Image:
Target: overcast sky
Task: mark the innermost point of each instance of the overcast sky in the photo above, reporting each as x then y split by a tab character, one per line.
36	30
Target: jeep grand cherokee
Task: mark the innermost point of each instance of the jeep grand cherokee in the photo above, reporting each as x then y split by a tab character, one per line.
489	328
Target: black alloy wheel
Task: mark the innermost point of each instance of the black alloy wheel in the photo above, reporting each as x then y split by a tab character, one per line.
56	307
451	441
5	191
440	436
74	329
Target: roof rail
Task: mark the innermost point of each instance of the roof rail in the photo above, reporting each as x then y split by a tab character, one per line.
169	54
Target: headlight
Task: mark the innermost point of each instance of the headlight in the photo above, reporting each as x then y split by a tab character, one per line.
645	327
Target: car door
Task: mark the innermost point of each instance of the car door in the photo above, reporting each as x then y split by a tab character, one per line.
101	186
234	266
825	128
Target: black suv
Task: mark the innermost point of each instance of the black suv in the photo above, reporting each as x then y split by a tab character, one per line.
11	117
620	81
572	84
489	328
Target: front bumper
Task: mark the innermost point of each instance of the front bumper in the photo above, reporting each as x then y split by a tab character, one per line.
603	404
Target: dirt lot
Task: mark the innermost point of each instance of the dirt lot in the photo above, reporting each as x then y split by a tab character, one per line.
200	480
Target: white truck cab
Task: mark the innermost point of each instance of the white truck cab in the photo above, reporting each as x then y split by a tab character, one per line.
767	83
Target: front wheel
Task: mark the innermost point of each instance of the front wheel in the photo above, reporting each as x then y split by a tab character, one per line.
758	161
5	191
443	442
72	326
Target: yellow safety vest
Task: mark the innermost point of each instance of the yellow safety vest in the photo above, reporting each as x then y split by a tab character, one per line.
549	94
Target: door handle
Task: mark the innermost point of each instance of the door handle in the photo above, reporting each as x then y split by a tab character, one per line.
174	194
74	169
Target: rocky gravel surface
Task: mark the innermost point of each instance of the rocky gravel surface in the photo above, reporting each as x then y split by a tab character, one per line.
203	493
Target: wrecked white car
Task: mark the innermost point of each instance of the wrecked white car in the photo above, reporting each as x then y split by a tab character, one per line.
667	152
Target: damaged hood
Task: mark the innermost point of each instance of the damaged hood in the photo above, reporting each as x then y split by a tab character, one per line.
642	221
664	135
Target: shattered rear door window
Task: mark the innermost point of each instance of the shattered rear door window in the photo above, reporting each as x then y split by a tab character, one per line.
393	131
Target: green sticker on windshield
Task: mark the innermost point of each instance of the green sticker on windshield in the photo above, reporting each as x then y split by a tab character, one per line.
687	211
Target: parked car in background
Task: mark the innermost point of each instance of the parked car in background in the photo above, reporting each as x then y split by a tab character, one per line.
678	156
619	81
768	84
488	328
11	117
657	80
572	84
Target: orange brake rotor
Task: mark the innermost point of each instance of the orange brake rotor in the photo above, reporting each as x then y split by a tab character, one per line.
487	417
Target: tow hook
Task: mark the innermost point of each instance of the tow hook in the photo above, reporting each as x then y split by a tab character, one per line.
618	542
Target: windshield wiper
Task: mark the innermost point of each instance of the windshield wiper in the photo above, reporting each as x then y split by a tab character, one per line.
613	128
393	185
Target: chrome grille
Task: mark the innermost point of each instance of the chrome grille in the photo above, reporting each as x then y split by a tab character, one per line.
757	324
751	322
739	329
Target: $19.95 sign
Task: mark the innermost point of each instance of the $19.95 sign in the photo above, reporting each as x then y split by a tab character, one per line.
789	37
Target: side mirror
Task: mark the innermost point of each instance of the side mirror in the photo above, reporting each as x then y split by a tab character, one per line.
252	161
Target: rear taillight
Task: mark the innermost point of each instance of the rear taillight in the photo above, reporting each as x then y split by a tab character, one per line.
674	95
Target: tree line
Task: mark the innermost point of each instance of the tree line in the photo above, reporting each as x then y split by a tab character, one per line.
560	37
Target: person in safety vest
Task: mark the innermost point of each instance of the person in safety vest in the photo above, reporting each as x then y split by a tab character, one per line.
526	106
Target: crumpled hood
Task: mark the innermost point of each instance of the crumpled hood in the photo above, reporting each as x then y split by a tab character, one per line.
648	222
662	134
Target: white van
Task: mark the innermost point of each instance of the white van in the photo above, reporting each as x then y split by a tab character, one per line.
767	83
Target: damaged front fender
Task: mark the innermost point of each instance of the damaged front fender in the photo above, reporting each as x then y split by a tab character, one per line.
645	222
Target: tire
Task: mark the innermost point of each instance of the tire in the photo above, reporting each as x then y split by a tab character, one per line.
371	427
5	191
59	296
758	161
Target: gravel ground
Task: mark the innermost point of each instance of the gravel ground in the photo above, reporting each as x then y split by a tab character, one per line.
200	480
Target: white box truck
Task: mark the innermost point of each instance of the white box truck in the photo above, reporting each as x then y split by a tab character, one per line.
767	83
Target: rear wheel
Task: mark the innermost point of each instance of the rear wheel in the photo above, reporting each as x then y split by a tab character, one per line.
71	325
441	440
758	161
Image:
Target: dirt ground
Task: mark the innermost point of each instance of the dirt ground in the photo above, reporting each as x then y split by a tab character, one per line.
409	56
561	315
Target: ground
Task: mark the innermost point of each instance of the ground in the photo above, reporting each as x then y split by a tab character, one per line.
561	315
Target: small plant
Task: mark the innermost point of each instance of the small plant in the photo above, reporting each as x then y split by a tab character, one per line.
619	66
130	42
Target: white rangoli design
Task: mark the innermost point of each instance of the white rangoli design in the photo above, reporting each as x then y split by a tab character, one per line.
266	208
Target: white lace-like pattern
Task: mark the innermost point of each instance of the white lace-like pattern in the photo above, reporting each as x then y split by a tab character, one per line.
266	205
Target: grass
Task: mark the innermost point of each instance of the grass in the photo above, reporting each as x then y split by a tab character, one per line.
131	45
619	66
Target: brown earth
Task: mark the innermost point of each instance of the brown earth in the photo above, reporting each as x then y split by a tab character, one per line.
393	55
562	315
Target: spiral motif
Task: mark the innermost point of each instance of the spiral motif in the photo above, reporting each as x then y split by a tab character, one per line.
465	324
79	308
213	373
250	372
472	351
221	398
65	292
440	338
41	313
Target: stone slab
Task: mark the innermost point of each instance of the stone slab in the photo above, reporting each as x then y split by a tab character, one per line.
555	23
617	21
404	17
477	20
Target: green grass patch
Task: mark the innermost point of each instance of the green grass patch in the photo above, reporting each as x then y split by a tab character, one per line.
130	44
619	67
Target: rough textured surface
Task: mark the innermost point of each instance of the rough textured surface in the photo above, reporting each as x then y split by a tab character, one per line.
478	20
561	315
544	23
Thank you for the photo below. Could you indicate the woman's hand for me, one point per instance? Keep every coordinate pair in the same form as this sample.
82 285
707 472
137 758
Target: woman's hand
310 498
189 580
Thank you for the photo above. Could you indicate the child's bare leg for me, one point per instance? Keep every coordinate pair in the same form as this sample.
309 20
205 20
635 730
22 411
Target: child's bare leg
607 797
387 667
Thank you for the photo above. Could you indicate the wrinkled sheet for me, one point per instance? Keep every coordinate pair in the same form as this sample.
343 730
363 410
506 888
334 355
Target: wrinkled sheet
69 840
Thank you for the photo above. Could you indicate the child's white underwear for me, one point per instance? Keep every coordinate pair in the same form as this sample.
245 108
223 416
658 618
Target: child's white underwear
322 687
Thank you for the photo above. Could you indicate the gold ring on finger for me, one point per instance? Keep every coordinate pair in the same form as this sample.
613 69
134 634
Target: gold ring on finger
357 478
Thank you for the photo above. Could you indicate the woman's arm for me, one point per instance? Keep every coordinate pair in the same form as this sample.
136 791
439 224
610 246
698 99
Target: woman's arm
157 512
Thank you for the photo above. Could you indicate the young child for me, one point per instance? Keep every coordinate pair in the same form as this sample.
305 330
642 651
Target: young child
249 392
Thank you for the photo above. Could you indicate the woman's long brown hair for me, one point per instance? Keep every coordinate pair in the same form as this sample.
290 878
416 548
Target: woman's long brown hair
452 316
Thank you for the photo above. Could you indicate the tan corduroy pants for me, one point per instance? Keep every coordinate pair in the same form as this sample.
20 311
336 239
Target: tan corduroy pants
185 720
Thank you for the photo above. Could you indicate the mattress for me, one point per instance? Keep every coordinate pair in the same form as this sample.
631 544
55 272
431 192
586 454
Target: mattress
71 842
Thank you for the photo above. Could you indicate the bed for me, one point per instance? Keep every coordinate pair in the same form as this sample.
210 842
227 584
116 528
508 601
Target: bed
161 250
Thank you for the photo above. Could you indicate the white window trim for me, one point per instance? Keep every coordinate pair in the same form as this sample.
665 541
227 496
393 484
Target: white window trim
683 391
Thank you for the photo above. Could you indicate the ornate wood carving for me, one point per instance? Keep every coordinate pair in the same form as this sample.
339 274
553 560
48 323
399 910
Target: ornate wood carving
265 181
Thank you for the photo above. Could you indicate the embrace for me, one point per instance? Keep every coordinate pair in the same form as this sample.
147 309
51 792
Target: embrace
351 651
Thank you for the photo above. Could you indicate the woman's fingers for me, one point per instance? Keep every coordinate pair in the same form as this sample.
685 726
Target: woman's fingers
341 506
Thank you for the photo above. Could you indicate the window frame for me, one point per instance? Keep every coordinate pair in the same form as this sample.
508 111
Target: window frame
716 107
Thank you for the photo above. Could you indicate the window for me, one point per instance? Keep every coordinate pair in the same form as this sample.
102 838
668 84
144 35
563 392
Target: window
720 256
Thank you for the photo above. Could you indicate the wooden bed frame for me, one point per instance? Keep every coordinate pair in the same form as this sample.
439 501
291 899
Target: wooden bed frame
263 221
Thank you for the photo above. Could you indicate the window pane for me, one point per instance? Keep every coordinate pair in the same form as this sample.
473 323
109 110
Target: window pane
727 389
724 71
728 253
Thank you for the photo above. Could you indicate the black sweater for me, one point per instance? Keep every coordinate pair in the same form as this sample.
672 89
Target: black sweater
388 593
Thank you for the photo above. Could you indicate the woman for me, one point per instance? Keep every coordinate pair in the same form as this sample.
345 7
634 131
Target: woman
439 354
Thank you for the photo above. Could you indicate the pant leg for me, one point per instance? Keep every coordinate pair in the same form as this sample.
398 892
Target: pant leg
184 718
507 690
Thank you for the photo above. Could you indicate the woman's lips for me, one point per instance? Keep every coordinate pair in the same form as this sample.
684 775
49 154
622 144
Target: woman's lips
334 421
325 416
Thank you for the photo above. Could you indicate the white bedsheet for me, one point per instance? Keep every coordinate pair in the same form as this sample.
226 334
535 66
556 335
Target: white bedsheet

PROBLEM DESCRIPTION
A single number is required: the count of lines in the records that include the string "bedsheet".

REPLY TO THE TASK
2